The Kastles host nine of these tennis clinics a season, the majority on the stadium courts in the heart of downtown, where the old convention center once stood. However, they sometimes go into the community to host them in rec centers and racquet clubs. The clinics are led by the players themselves — by the Williams sisters, Anna Kournikova or Murphy Jensen. It allows the star athletes to give back to the community and seems as meaningful to them as it is for the children.

“If you talk to Venus and Serena,” says Ein, “one of the reasons they love World Team Tennis is because when they were eight years old they went to a World Team Tennis clinic that Billy Jean King was throwing. They said it changed their lives forever to see Billy and get to meet her and be inspired by her. And so when they come to town, they do the same for inner city kids in Washington. They’ve done that every year they come. They did it again this year.”

Introducing tennis to youth culture is a critical mission of Ein’s, as well as the WTT league. He believes the fundamentals one learns in the game are resounding life lessons. “It’s the sport of a lifetime, not just because you can play your whole life, but because the lessons you learn stick with you in life,” he says. “Tennis is unique because of its individual nature. It teaches you discipline, self-reliance, problem solving — because it’s you against one person within four lines trying to figure it out. It teaches you strategy. It teaches you to think on your feet. It teaches you to be fit. And these are all fantastic lessons that you can apply to anything you do in life, whether it’s business as I’ve done, or anything you decide to do.”

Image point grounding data
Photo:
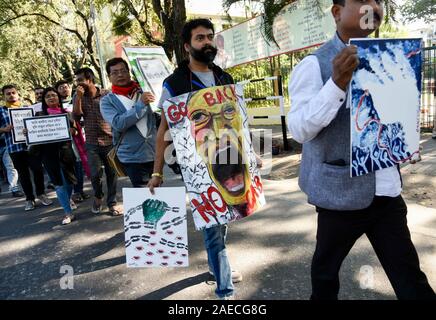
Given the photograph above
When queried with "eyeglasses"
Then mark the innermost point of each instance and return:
(119, 72)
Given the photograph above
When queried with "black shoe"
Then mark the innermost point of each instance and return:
(85, 195)
(17, 194)
(50, 186)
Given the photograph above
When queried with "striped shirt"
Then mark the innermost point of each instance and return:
(97, 131)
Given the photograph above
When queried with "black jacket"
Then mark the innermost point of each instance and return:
(180, 81)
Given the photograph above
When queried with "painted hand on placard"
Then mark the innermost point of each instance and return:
(153, 210)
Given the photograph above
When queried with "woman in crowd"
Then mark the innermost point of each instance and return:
(58, 157)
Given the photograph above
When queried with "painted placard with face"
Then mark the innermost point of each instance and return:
(210, 132)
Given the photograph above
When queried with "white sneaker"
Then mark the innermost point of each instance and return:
(45, 200)
(68, 219)
(73, 205)
(30, 205)
(236, 276)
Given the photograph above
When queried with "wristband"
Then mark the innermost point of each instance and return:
(156, 174)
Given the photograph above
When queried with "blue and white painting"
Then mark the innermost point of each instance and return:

Task description: Rewrite the passage about the Kastles' tennis clinics, starting with "The Kastles host" and going on through "for the children.", replacing "clinics" with "workshops". The listing has nothing to do with what is asked here.

Response area:
The Kastles host nine of these tennis workshops a season, the majority on the stadium courts in the heart of downtown, where the old convention center once stood. However, they sometimes go into the community to host them in rec centers and racquet clubs. The workshops are led by the players themselves — by the Williams sisters, Anna Kournikova or Murphy Jensen. It allows the star athletes to give back to the community and seems as meaningful to them as it is for the children.